Alt-F4 #14 - Exploring the Infinite  20-11-2020

Geschreven door ironic toblerone, bewerkt door Conor_, stringweasel, nanogamer7, Therenas, nicgarner, Firerazer

Inhoudsopgave

This week ironic toblerone takes us on a crazy adventure into space featuring the fantastic Space Exploration mod by Earendel. Suit up and strap in, this is a fun one!

Mod Spotlight: Space Exploration ironic toblerone

Space Exploration is an overhaul mod that takes you on an epic journey through the stars. It’s packed with new challenges, original mechanics, and unique experiences. This is my story.

I launch a rocket to deploy a satellite, allowing me to see the world in satellite view, detached from my body. My quest to find the edge of the planet just got a lot easier and… yup, there’s the edge. Nauvis has a limit.

But what’s this? My satellite also discovered something abandoned in my planet’s orbit. I can look at it with the satellite; it’s some sort of space platform with some treasures I might want. You know what that means: time to go to space in person.

Planet map: My home base. This is my homeworld, the planet I crash-landed on. The planet is huge. Solar system map: My home world. Interstellar map: My star system.

Your objective: List every person the Alt-F4 #14 article names as an editor.

Source information:
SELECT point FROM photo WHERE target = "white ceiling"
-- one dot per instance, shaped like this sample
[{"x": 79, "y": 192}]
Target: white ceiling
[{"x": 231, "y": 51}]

Result of the exercise: Conor_, stringweasel, nanogamer7, Therenas, nicgarner, Firerazer